• _SUPPLIED PASSAGE_
════════

Furthermore, different silver coins also varied in silver content, not to mention counterfeit silver coins with low silver content those were circulating in the economy. To validate the authenticity of silver coins, merchants often left chop marks, which caused their depreciation in weight. As many merchants were concerned with counterfeit coins, different chop marks may be left on silver coins as they passed through different merchants. Over time, these silver coins are covered in multiple chop marks made by different merchants and gradually depreciate in weight. In this way, the depreciation in weight caused by this anti-counterfeiting measure created further differences amongst these silver coins that were already inconsistent in specifications. As a result, these chop marked coins could no longer be considered as having the same value and were referred to as “chopped dollars”. In other words, although the chop marks validated the quality of such silver coins, they could no longer be traded using their face value, but were rather assessed of their value by weight. For this reason, the nominal currency system, which designated the silver coins’ face value of one yuan, could not function and was replaced by the metage currency system that assessed the value of silver coins by weight.
The prevalence of the metage currency system is therefore caused by the difference between intrinsic and nominal values among many silver currencies and chopped dollars. Used in trading transactions to assess the value of silver coins so that both parties can agree on the value of the silver coins used, the metage currency system was born in response to the uniqueness and complexity of the silver coins and out of the needs for smooth transactions.
In the late Qing rule period, silver currencies could be found circulating in Taiwan after being weighed in tael and mace and converted to the denomination of yuan (Li & Huang, 1976).2 Based on the historical records on the metage currency system in the late Qing rule period compiled in 1904, it can be pointed out that the denomination of yuan used in Taiwan differed slightly between different regions of the island. One yuan was seven mace and three candareens of treasury standard silver (later referred to as the seventy-two-candareens silver standard) in northern Taiwan, seven mace (seven-mace silver standard) in central Taiwan, and six mace and eight candareens (sixty-eight-candareens silver standard) in southern Taiwan (Office of Finance, Department of Civil Affairs, Government-of Taiwan, 1904). From these records, we can see the regional difference in conversion rates of the metage currency systems and identify it as one of the major features of the system in Taiwan during the late Qing rule period and the early Japanese rule period that followed.
In the hope of determining the chronological and geographical features of and changes to the silver standards in Taiwan over time, we focused on this issue and compared records on the metage currency system used in Taiwan in the late Qing rule period and in the early Japanese rule period as compiled in two books, The Currency System of Taiwan (Office of Finance, Department of Civil Affairs, Government-General of Taiwan, 1904) and A Brief Introduction to the Land Usage in Taiwan (Temporary Taiwan Land Investigation Bureau, 1905), respectively. We has illustrated below in Figure 1 the geographical distribution of the different silver standards used in the metage currency system based on the descriptions in the two books.

════════

• _AIM 1_
According to the passage on Taiwan's metage currency system, how much silver equaled one yuan in central Taiwan?

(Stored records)
════════

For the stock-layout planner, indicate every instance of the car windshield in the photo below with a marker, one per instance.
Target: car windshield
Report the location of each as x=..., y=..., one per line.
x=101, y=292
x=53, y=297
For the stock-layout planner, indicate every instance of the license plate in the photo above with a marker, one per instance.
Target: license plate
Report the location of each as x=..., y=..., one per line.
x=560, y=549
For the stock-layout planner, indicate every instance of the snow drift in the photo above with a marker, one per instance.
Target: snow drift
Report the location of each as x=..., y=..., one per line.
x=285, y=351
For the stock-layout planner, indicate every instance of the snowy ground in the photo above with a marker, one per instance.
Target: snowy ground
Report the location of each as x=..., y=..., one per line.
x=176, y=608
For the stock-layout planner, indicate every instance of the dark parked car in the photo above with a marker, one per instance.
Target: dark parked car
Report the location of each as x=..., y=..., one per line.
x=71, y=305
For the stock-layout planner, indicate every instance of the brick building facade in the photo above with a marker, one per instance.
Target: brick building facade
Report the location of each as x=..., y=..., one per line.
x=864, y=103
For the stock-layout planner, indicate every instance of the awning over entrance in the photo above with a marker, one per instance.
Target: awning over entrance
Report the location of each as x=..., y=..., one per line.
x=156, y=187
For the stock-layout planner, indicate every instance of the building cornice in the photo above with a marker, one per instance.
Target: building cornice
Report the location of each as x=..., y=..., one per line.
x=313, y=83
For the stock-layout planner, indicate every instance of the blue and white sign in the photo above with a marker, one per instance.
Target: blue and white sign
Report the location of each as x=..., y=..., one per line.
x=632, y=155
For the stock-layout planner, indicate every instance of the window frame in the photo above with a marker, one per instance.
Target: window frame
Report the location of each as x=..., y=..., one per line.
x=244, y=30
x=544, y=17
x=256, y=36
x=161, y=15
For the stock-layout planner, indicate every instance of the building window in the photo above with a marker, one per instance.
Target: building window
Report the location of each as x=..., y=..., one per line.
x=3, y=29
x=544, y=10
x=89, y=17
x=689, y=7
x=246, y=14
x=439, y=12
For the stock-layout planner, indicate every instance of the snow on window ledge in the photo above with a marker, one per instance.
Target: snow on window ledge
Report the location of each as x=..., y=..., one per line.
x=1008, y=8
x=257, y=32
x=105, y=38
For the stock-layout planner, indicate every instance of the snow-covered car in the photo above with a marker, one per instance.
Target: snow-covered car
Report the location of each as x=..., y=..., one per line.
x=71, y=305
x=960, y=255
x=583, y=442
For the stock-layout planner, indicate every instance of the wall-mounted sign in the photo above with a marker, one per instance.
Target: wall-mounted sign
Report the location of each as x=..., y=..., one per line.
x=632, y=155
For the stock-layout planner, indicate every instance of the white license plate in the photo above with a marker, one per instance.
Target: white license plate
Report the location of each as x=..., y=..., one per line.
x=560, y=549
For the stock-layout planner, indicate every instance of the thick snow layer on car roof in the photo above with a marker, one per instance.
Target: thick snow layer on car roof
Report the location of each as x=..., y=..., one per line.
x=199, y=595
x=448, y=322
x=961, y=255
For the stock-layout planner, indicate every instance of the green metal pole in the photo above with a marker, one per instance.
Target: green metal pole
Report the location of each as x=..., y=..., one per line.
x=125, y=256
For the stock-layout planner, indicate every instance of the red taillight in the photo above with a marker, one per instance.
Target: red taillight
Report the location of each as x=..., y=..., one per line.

════════

• _AIM 2_
Format the records as a JSON list of strings, one string per line and blank lines left out. Begin at the line that contains "For the stock-layout planner, indicate every instance of the red" and continue through the end of the records.

• _WRITTEN SOLUTION 1_
Seven mace, known as the seven-mace silver standard.

• _WRITTEN SOLUTION 2_
[
  "For the stock-layout planner, indicate every instance of the red taillight in the photo above with a marker, one per instance.",
  "Target: red taillight",
  "Report the location of each as x=..., y=..., one per line."
]